Your instructions:
Answer these questions about the commit page below:
1. What macro does the commit use in place of wxHAVE_U_ESCAPE?
2. How many files does the commit change?
3. What is the parent commit's ID?

Page extract:
______

Replace hex and octal escapes with literal UTF-8 characters

This makes the code more readable and there should be no reason not to use UTF-8 in string literals any longer. Also replace wxHAVE_U_ESCAPE (all still supported compilers have it) with wxMUST_USE_U_ESCAPE, which is only set for MSVS 2015 currently and will be removed when we drop support for it and can use literal Unicode characters in the wide strings everywhere.
2026-03-23 18:54:01 +08:00 · 2025-06-20 01:01:28 +02:00
parent d6dba57730
commit b672131185
16 changed files with 81 additions and 78 deletions
--- a/src/common/datetimefmt.cpp
+++ b/src/common/datetimefmt.cpp
@@ -1555,8 +1555,8 @@ wxDateTime::ParseFormat(const wxString& date,
                        minusFound = false;
                    else if
                    (
-                        *input == wxS('-')

______

Rows from a box labeling dataset:
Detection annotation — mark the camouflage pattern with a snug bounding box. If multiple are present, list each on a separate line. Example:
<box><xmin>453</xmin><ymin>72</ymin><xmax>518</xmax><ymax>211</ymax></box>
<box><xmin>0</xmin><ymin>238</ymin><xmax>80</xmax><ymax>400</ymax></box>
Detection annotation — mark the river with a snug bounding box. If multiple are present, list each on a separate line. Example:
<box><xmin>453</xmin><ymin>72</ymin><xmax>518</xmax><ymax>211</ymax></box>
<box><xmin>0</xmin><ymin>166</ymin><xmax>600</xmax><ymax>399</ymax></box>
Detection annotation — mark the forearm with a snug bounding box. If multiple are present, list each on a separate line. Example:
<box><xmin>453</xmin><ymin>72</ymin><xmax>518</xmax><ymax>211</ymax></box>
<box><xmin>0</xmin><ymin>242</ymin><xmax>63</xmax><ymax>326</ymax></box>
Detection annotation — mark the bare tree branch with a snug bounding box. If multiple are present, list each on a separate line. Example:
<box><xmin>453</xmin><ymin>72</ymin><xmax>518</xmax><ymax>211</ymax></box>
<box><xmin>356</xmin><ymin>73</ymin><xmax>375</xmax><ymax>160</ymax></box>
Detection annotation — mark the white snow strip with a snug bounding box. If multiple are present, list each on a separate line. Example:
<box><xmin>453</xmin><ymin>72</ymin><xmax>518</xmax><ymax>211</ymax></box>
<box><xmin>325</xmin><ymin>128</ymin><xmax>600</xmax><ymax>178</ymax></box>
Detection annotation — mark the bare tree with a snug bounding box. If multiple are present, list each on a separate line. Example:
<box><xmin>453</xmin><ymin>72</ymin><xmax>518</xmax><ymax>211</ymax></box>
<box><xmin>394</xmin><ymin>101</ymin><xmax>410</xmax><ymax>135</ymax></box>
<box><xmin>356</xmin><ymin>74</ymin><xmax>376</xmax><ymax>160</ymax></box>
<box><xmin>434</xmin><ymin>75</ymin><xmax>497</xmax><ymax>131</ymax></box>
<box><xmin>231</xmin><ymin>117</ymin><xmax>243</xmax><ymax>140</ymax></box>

______

The answer:
1. wxMUST_USE_U_ESCAPE
2. 16
3. d6dba57730